* _AUFGABE 1_
Prüfen Sie anhand des Textes über den Wohnmobil-Campingplatz in Son Serra de Marina, ob die folgenden Aussagen zutreffen: (a) Das Areal wurde Ende Juli der Öffentlichkeit übergeben. (b) Auf dem Platz gibt es Toiletten. (c) Joan Monjo ist Bürgermeister der Gemeinde Santa Margalida. Antworten Sie jeweils mit Ja oder Nein und zitieren Sie die entscheidenden Worte des Textes wörtlich.
* _AUFGABE 2_
Welche Ausstattung wurde laut dem Text über den Wohnmobil-Campingplatz in Son Serra de Marina bei der Übergabe des Areals mit bereitgestellt?
* _AUFGABE 3_
Schreiben Sie den Text über den Wohnmobil-Campingplatz in Son Serra de Marina im Anschluss an seinen letzten Satz weiter.

* _TEXTAUSZUG_
Dass sich in Son Serra de Marina Fuchs und Hase gute Nacht sagen, ist unter Mallorca-Erfahrenen bekannt. Dass es in diesem stillen, fast wie aus der Zeit gefallenen Klein-Kosmos nahe einem Kiefernwäldchen und am tiefblauen Meer einen Ort gibt, den vielleicht selbst Fuchs und Hase für zu abgelegen halten, dürften nur Eingeweihte wissen. Dabei handelt es sich um ein Areal, mit dem auf der Insel tatsächlich Geschichte geschrieben wird.
Es geht nämlich um den ersten offiziellen Campingplatz für Wohnmobile auf Mallorca! Mit viel Brimborium und der Anwesenheit von Lokalpolitikern wie Joan Monjo, dem umtriebigen Bürgermeister der zuständigen Gemeinde Santa Margalida, wurde das Areal Ende Juli der Öffentlichkeit übergeben – inklusive Wasser- und Stromanschlüssen sowie Mülltonnen und Abwasserentsorgungsbecken. Wobei der Terminus Campingplatz für das, was angelegt wurde, etwas zu hochgegriffen ist: Toiletten gibt es nicht, einen Kiosk, eine Rasenfläche mit einladenden Sitzbänken oder gar einen Supermarkt wie in solchen Einrichtungen auf dem spanischen Festland, in Frankreich oder in Italien üblich, auch nicht. Einen Swimmingpool sucht man erst recht vergebens.

* _BEREITGESTELLTE DATEN_

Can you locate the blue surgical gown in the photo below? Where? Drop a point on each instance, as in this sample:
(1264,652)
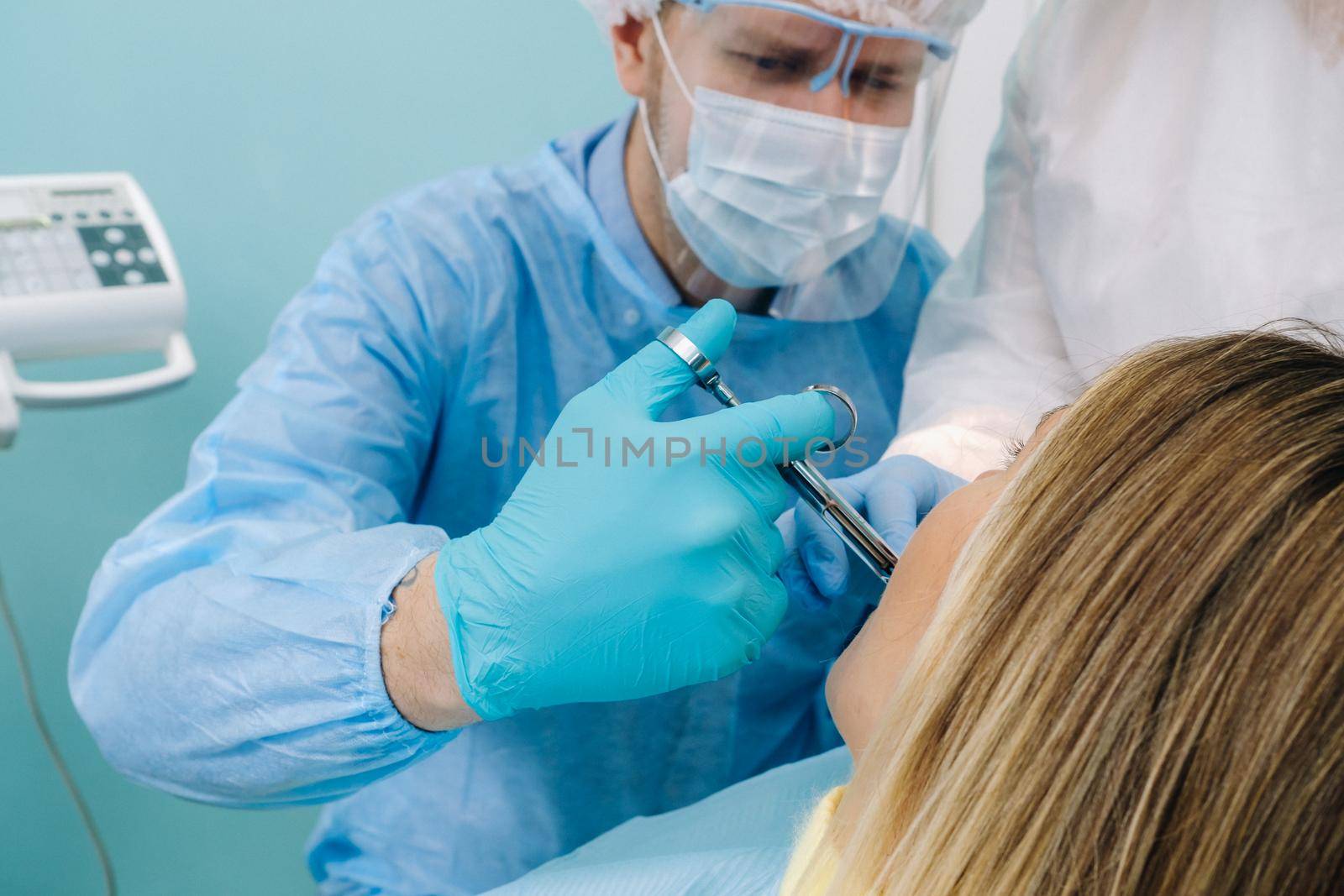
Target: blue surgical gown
(228,651)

* _LÖSUNG 1_
(a) Ja: „wurde das Areal Ende Juli der Öffentlichkeit übergeben“
(b) Nein: „Toiletten gibt es nicht“
(c) Ja: „Joan Monjo, dem umtriebigen Bürgermeister der zuständigen Gemeinde Santa Margalida“

* _LÖSUNG 2_
Wasser- und Stromanschlüsse sowie Mülltonnen und Abwasserentsorgungsbecken.

* _LÖSUNG 3_
Dennoch sind die Besucher zufrieden: „Das ist alles klein, aber es reicht uns”, sagt Andrés Casas vom spanischen Festland. Der Iberer macht hier mit seiner Familie und einem per Fähre auf die Insel geschafften Campmobil Urlaub. „Wir brauchen keinen Luxus”, sagt er während der Ortsbegehung durch den MM-Emissär. „Uns reicht die Natur.” Ähnlich äußern sich die Angehörigen der Familie Mellado Palomino, die ebenfalls vom Festland – genauer gesagt aus Barcelona – herübergekommen sind, um die Sommerfrische in diesem verlorenen Winkel der Insel zu genießen. Hinzu kommen die deutschen Rentner Jürgen und Gudrun Wauer mit ihrem besonders glänzenden und geräumigen Wohnmobil, die voll und ganz ins Meer vernarrt sind.
Die momentan 21 und auf 23 erweiterbaren Abstellplätze befinden sich in einem sehr überschaubaren, eingezäunten und mit einer Schranke abgesperrten Geviert. Dieses fügt sich fast malerisch in eine naturbelassene Umgebung ein, in der es durchaus möglich ist, Kinder unter den schattenspendenden Kiefern herumtollen oder auf einem Grill ein Hähnchen schmoren zu lassen.
Um auf das Gelände zu kommen, braucht man eine App namens Tripstop. Hier kann man einen Platz reservieren und bezahlen. 16 Euro werden pro Nacht fällig, die Höchstzahl von aufeinanderfolgenden Tagen, die ein „Motorhome” auf dem Abstellareal bleiben darf, wurde auf zehn beschränkt.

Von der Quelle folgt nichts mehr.